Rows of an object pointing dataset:
━━━
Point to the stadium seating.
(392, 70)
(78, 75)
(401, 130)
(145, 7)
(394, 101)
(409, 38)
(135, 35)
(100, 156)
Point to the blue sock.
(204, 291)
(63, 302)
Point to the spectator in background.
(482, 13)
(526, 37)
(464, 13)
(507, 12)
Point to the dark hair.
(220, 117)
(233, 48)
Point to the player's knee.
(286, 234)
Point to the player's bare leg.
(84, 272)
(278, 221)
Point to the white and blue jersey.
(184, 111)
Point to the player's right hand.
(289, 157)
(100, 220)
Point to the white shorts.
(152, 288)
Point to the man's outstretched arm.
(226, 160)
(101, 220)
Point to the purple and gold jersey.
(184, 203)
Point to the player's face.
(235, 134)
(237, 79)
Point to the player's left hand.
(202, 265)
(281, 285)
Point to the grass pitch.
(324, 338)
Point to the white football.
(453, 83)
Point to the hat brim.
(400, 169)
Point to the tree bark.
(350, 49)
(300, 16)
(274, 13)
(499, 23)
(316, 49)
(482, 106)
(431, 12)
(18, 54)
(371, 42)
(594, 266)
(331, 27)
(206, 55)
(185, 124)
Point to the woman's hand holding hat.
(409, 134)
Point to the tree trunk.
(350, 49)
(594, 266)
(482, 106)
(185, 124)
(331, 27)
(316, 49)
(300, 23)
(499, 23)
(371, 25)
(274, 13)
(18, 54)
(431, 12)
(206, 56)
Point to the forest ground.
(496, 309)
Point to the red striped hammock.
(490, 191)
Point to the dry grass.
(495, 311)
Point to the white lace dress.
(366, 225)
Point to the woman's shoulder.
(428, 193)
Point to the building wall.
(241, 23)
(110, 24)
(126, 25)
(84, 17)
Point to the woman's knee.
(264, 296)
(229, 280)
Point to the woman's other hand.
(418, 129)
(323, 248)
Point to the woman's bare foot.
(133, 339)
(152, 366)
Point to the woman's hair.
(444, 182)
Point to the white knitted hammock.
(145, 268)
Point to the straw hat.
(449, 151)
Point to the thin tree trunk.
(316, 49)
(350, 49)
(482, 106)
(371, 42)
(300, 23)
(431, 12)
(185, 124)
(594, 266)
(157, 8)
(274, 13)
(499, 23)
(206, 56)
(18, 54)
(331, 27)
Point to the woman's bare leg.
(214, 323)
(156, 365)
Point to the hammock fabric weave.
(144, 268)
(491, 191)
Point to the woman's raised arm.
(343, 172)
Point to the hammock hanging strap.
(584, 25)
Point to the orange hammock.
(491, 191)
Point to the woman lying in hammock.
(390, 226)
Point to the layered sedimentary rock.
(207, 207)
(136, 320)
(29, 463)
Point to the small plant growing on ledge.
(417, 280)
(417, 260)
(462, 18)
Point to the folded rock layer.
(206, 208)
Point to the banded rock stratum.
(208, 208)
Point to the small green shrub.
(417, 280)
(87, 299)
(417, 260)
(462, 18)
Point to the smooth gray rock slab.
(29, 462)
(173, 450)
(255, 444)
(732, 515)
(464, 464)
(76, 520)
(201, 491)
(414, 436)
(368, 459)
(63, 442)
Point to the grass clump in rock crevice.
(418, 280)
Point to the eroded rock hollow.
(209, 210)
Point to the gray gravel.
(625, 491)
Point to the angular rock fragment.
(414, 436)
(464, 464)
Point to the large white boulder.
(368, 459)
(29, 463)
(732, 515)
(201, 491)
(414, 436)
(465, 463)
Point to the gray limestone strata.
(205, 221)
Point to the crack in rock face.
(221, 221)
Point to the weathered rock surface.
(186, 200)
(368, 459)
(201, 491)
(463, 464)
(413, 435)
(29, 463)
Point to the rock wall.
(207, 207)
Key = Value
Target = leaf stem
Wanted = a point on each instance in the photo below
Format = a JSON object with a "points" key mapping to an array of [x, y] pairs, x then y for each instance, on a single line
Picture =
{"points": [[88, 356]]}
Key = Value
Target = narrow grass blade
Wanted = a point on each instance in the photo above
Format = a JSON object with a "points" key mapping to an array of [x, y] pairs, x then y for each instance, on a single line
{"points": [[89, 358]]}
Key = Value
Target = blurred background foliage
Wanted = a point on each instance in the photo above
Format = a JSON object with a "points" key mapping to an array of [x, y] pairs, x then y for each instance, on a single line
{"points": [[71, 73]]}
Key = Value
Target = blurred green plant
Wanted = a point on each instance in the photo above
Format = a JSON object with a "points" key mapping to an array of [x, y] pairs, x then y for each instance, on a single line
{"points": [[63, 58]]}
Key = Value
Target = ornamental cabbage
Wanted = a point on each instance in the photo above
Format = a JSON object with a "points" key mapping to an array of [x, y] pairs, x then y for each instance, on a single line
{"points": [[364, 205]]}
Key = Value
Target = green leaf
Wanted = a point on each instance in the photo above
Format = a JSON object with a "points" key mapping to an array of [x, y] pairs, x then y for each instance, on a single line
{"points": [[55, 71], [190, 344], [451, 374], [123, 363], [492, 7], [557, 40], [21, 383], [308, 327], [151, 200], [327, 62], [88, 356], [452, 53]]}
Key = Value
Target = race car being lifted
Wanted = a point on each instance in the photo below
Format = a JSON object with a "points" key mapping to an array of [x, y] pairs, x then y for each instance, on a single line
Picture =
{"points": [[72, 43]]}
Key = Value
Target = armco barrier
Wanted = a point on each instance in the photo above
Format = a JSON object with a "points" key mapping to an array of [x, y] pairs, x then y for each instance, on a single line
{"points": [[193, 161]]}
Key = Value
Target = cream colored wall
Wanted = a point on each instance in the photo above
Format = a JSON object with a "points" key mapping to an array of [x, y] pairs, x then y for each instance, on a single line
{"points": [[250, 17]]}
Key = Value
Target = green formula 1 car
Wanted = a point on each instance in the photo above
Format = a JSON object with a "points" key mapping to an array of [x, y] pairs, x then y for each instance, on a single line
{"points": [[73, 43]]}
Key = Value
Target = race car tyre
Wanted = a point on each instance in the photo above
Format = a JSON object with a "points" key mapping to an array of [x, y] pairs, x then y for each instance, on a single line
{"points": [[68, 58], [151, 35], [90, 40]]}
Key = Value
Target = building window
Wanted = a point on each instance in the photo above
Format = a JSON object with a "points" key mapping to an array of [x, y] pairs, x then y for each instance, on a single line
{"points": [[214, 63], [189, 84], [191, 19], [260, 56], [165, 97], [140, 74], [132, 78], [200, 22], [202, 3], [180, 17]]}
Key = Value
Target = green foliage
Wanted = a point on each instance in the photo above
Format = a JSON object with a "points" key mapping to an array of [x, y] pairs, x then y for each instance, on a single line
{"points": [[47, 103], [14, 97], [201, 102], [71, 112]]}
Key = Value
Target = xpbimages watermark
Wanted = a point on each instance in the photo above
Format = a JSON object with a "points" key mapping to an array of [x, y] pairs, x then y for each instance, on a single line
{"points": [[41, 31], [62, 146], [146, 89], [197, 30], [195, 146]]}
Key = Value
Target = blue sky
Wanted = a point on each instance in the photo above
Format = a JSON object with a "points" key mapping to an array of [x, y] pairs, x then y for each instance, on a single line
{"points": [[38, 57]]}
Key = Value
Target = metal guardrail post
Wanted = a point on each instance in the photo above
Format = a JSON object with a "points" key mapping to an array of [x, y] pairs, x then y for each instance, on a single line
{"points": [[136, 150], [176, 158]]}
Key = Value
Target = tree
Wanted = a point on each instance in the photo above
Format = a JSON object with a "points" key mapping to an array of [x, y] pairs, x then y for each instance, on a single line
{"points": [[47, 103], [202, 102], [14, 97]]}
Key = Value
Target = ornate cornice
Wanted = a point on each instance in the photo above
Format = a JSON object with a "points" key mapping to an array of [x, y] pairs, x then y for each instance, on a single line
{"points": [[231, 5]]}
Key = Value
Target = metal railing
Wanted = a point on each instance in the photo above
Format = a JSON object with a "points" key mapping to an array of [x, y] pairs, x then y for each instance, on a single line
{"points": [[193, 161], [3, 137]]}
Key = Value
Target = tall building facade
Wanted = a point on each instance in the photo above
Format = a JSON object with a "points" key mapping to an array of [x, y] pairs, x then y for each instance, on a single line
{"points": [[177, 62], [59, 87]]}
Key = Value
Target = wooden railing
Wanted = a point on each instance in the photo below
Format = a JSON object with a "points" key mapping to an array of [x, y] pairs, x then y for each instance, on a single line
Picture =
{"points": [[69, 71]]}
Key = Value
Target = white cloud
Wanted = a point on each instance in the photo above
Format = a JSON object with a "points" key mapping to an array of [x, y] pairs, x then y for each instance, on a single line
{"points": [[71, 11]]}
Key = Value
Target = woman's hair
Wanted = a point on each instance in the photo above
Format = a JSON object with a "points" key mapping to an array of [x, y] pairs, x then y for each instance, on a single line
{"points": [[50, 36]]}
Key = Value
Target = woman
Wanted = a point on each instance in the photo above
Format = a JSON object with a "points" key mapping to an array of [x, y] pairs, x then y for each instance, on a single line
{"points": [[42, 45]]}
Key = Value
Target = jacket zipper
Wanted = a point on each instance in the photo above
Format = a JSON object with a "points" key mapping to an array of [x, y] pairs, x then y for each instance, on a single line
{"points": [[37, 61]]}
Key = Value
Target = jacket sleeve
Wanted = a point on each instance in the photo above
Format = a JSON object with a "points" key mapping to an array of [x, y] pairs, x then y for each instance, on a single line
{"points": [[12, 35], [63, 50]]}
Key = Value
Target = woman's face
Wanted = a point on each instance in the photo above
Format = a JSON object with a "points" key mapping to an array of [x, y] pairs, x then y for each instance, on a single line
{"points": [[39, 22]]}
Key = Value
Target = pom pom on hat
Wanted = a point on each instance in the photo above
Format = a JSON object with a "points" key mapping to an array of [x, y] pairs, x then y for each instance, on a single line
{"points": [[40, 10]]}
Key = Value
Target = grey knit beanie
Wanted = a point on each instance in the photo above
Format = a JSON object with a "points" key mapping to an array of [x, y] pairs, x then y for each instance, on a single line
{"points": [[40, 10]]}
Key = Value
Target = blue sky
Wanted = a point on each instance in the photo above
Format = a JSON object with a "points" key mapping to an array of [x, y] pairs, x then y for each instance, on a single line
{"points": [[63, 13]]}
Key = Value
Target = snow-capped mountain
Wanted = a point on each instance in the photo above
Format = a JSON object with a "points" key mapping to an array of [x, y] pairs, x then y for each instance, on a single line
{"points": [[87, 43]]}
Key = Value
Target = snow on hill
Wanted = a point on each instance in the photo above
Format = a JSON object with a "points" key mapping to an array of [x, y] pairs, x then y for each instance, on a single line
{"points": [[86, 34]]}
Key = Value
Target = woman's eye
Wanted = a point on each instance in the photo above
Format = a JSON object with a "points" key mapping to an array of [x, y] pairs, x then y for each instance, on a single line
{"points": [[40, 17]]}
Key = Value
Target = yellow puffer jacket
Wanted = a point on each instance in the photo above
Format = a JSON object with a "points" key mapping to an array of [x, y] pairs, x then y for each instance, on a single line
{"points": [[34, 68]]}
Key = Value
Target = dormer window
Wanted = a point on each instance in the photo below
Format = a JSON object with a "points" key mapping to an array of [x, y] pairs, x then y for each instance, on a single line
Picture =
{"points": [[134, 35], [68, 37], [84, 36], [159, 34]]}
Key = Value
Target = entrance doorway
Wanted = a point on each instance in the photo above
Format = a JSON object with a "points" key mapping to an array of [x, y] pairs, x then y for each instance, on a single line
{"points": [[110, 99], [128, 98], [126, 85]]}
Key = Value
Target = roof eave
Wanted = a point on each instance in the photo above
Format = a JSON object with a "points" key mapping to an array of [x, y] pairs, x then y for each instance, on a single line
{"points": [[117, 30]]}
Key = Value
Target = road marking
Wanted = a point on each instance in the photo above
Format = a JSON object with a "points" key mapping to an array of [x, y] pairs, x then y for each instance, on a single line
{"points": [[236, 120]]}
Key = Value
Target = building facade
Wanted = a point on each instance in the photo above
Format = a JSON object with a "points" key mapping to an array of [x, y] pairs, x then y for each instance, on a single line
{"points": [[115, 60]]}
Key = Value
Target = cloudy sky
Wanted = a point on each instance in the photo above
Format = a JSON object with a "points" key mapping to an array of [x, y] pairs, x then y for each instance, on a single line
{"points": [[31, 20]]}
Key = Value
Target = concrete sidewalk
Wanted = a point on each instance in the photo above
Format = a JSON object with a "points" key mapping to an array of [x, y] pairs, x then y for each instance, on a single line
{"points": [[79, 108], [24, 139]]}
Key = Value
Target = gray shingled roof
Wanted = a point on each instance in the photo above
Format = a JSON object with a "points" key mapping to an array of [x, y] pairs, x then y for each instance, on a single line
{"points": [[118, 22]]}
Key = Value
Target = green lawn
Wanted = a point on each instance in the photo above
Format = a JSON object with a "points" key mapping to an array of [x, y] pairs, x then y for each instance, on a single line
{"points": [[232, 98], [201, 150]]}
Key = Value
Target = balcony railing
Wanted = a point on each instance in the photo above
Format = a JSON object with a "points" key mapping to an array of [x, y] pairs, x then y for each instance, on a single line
━━━
Exercise task: In the records above, how many lines contain the word "background"? Give only the number.

Expected output: 2